### Assigned task A
Decide whether each statement agrees with the news briefs. Answer yes or no for each, quoting the words of the text that decide it. (i) West visited Trump at Trump Tower in December 2016. (ii) Macron gave his speech at the White House. (iii) West said he agrees with everything Trump does.
### Assigned task B
Retype everything in the news briefs from "Oh, Yeezus: Trump" down to "unexpected online support.".

### Passage to read
++++++

Oh, Yeezus: Trump and Kanye West trade Twitter love

NEW YORK — Trump-West 2020?

In a moment that seemed to encapsulate 2018’s social media-driven blurring of celebrity and politics, President Donald Trump tweeted his thanks to rap superstar Kanye West on Wednesday for his recent and perhaps unexpected online support.

“Thank you Kanye, very cool!” the president posted in response to the tweets from West, who called the president “my brother.”

West, the enigmatic hip hop provocateur, posted a series of tweets in support of the president, whom he visited at Trump Tower in December 2016 during the presidential transition.

“You don’t have to agree with trump but the mob can’t make me not love him. We are both dragon energy,” West wrote Wednesday. “He is my brother. I love everyone. I don’t agree with everything anyone does. That’s what makes us individuals. And we have the right to independent thought.”

Macron resists ‘America first’ in speech to Congress

WASHINGTON — French President Emmanuel Macron drew sharp contrasts with President Donald Trump’s worldview Wednesday, laying out a firm vision of global leadership that rejects “the illusion of nationalism” in a candid counterweight to Trump’s appeals to put “America first.”

In the spotlight of a speech to the U.S. Congress, Macron was courteous but firm, deferential but resolute as he traced the lines of profound division between himself and Trump on key world issues: climate change, trade and the Iran nuclear deal.

A day after the French leader had put on a show of warmth and brotherly affection for Trump at the White House, his blunt speech prizing engagement over isolationism reinforced the French leader’s emerging role as a top defender of the liberal world order.

++++++

### Data provided
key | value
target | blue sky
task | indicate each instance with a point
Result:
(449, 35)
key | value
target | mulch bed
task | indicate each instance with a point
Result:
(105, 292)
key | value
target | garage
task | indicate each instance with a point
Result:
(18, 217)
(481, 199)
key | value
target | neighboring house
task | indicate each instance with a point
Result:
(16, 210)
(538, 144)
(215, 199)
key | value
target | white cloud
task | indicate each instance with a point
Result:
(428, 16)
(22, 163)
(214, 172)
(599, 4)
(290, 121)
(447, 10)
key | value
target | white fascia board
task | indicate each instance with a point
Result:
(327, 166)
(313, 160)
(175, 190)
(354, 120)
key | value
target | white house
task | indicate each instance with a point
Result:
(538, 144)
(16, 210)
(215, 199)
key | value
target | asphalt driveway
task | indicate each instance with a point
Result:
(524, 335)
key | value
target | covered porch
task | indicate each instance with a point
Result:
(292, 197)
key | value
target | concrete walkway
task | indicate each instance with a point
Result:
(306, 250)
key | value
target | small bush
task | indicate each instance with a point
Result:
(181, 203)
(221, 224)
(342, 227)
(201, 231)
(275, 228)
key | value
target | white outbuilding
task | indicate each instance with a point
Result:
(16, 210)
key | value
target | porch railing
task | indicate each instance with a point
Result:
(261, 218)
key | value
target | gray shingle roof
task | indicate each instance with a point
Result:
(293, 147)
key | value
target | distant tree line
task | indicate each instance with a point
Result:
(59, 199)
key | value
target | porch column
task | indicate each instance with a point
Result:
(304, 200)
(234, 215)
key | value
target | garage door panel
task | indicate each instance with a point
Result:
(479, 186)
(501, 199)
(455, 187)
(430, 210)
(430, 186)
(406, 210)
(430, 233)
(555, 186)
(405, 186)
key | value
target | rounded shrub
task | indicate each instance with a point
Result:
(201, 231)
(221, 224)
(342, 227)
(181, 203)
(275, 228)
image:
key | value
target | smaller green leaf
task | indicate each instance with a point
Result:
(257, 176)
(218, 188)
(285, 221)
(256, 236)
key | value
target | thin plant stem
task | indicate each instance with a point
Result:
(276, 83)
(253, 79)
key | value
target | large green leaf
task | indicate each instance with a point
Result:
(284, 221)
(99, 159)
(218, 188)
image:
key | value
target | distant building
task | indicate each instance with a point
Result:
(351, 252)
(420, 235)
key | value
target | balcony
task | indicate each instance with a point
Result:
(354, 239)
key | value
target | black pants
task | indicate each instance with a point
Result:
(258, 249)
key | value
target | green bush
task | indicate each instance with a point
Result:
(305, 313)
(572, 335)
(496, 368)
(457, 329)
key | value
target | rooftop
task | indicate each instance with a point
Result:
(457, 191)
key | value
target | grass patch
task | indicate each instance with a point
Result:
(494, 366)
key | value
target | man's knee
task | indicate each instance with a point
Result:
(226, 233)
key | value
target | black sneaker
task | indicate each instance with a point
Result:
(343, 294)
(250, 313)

++++++

### Output A
(i) Yes: "whom he visited at Trump Tower in December 2016 during the presidential transition."
(ii) No: "In the spotlight of a speech to the U.S. Congress"
(iii) No: "I don’t agree with everything anyone does."

### Output B
Oh, Yeezus: Trump and Kanye West trade Twitter love

NEW YORK — Trump-West 2020?

In a moment that seemed to encapsulate 2018’s social media-driven blurring of celebrity and politics, President Donald Trump tweeted his thanks to rap superstar Kanye West on Wednesday for his recent and perhaps unexpected online support.